- Input
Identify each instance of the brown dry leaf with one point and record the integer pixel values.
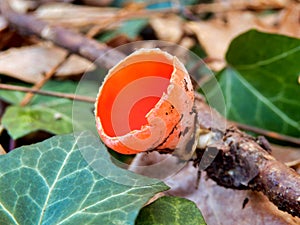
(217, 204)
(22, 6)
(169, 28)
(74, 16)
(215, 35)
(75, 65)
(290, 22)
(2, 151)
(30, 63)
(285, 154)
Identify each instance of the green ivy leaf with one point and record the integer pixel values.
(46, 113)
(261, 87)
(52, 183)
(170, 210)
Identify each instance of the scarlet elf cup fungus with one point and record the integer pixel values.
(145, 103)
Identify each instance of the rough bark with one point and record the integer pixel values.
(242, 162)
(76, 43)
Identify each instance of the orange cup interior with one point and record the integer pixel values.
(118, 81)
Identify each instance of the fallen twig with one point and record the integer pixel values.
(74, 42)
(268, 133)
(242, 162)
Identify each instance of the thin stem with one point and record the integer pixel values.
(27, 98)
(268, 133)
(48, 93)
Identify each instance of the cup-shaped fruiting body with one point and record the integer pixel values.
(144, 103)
...
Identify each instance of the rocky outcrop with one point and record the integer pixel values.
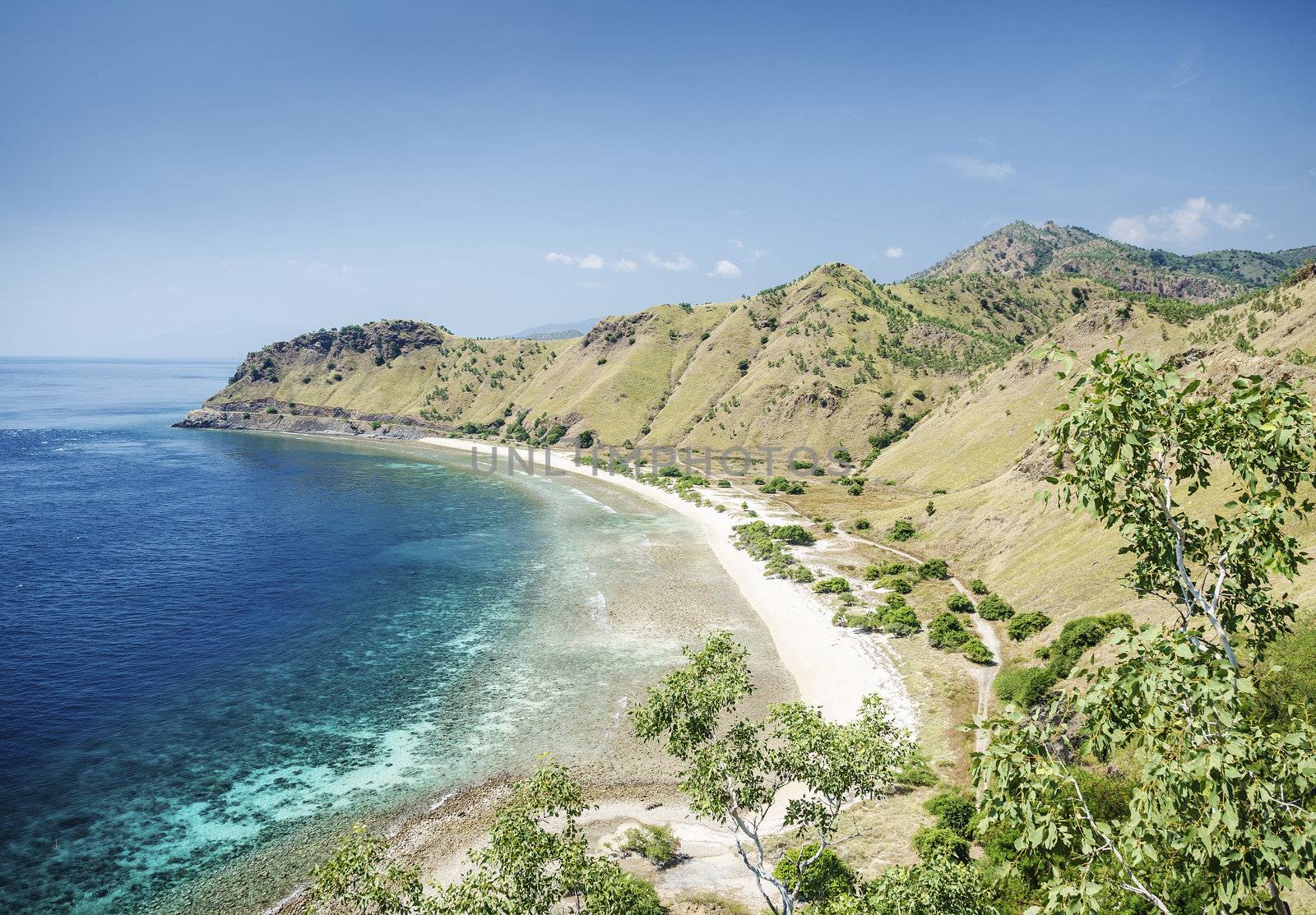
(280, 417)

- Task to carry out
Which lines in the records contain the string "leaf"? Copy each of those lines in full, counting uppercase and lowercase as different.

- Response to the task
Identify each instance of the brown dry leaf with one point and record the integer pixel values.
Identify each instance of the green ivy leaf with one point and record the integer pixel values.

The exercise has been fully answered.